Running full steam ahead in his non-Hollywood mode, in "House of Fools" director Andrei Konchalovsky describes the war between Russia and Chechnya as a conflict between madmen, compared to whom the residents of a mental institution are sane human beings.
Running full steam ahead in his non-Hollywood mode, in “House of Fools” director Andrei Konchalovsky describes the war between Russia and Chechnya as a conflict between madmen, compared to whom the residents of a mental institution are sane human beings. This whimsical fairy tale about a young woman patient who falls in love with a Chechen soldier, “abandoning” her imaginary fiance Bryan Adams (who amusingly appears several times in the film), has the comically grotesque appeal of a Fellini film and could reach out to auds in specialized release. It lacks the originality and invention to go much beyond that, however. Pic works best when Konchalovsky confronts the feminine universe of music, clowning and emotions with his muscular “Runaway Train” side, and in those scenes some serious sparks fly. Basic business should be in the range of his 1994 “Ryaba My Chicken,” his last film before turning to television and opera directing.
═══
● **Assignment**: Transcribe the entire "House of Fools" review word for word. The rows come from a separate source and have no connection to the review.

● **Available data**:
═══
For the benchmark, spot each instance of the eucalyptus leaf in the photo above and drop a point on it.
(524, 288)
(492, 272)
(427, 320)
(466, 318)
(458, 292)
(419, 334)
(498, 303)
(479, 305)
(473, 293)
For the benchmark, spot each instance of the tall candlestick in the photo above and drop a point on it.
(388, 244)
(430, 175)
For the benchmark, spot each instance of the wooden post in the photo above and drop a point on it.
═══
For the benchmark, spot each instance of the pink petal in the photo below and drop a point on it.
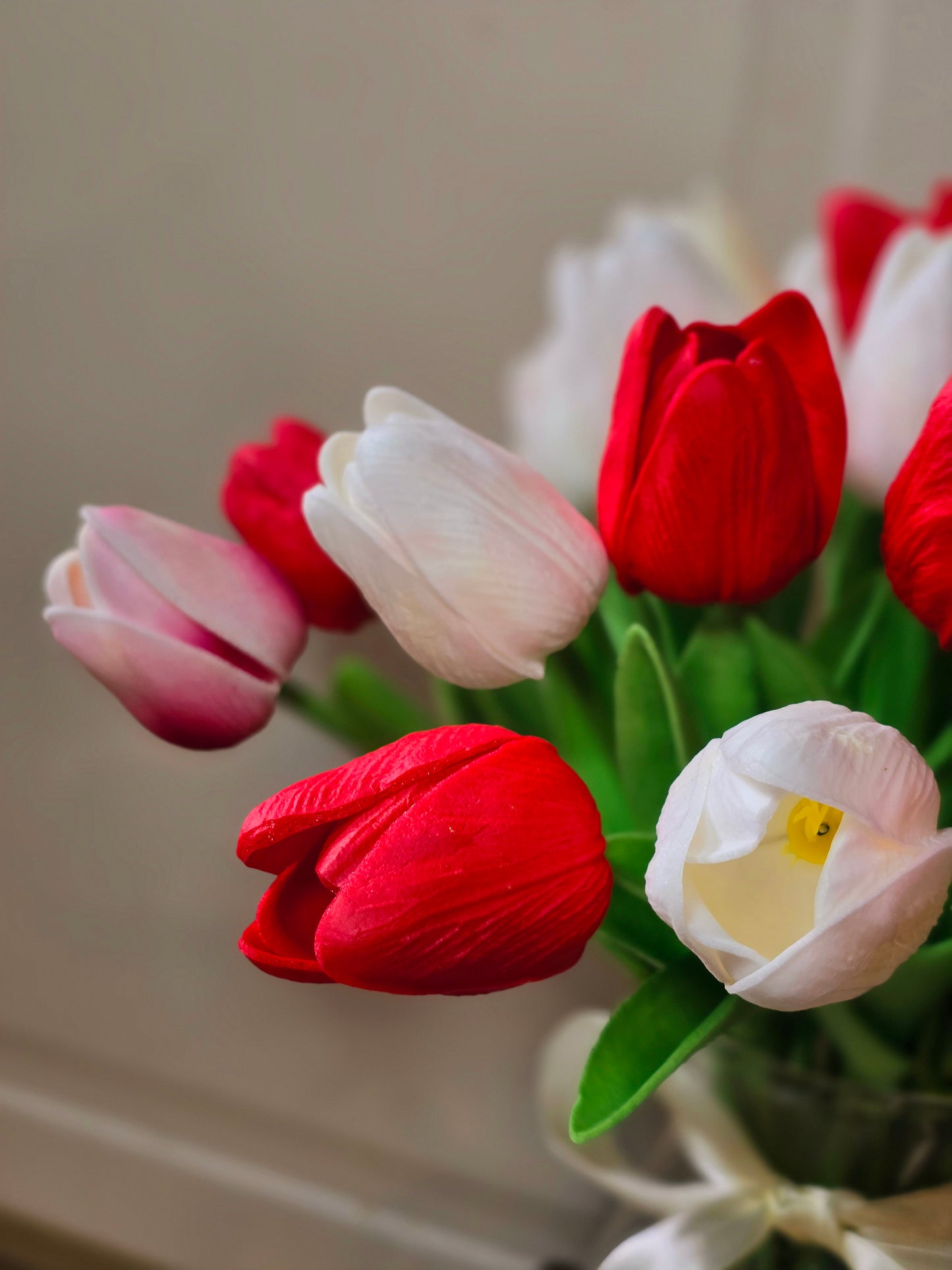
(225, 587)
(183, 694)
═══
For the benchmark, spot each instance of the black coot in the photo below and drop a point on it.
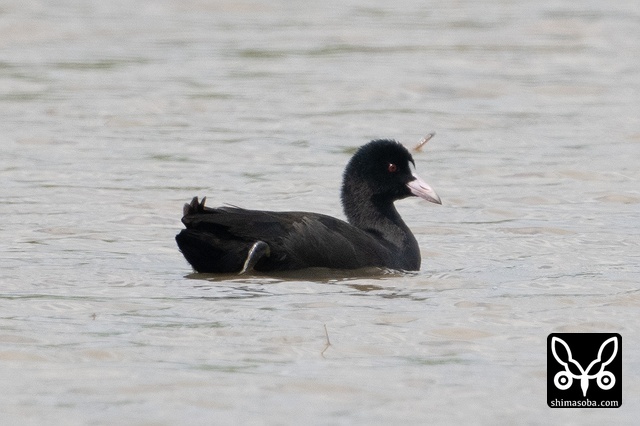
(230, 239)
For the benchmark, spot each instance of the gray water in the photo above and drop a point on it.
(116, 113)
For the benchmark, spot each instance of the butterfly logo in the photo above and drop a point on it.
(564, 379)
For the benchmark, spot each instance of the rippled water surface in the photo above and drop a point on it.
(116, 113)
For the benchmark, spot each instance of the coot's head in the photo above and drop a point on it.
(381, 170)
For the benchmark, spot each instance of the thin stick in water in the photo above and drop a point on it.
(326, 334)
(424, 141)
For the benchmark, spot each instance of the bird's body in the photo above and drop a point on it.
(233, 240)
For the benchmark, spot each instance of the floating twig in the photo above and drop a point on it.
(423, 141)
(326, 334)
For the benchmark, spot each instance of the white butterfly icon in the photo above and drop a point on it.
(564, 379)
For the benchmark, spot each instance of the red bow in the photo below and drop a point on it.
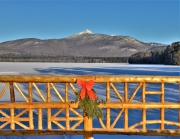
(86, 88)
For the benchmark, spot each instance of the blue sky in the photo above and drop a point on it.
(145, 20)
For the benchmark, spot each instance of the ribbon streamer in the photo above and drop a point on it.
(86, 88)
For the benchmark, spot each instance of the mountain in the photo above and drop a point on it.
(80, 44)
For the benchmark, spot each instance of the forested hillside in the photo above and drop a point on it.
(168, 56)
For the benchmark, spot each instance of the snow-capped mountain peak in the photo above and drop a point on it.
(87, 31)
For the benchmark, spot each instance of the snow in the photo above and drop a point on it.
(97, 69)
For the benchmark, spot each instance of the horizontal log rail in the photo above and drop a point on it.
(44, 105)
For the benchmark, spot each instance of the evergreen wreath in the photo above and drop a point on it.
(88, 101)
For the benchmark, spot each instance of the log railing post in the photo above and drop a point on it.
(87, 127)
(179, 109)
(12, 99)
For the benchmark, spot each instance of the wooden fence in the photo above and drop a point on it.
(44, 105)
═══
● **Task response**:
Running full steam ahead in his non-Hollywood mode, in "House of Fools" director Andrei Konchalovsky describes the war between Russia and Chechnya as a conflict between madmen, compared to whom the residents of a mental institution are sane human beings.
Running full steam ahead in his non-Hollywood mode, in “House of Fools” director Andrei Konchalovsky describes the war between Russia and Chechnya as a conflict between madmen, compared to whom the residents of a mental institution are sane human beings. This whimsical fairy tale about a young woman patient who falls in love with a Chechen soldier, “abandoning” her imaginary fiance Bryan Adams (who amusingly appears several times in the film), has the comically grotesque appeal of a Fellini film and could reach out to auds in specialized release. It lacks the originality and invention to go much beyond that, however. Pic works best when Konchalovsky confronts the feminine universe of music, clowning and emotions with his muscular “Runaway Train” side, and in those scenes some serious sparks fly. Basic business should be in the range of his 1994 “Ryaba My Chicken,” his last film before turning to television and opera directing.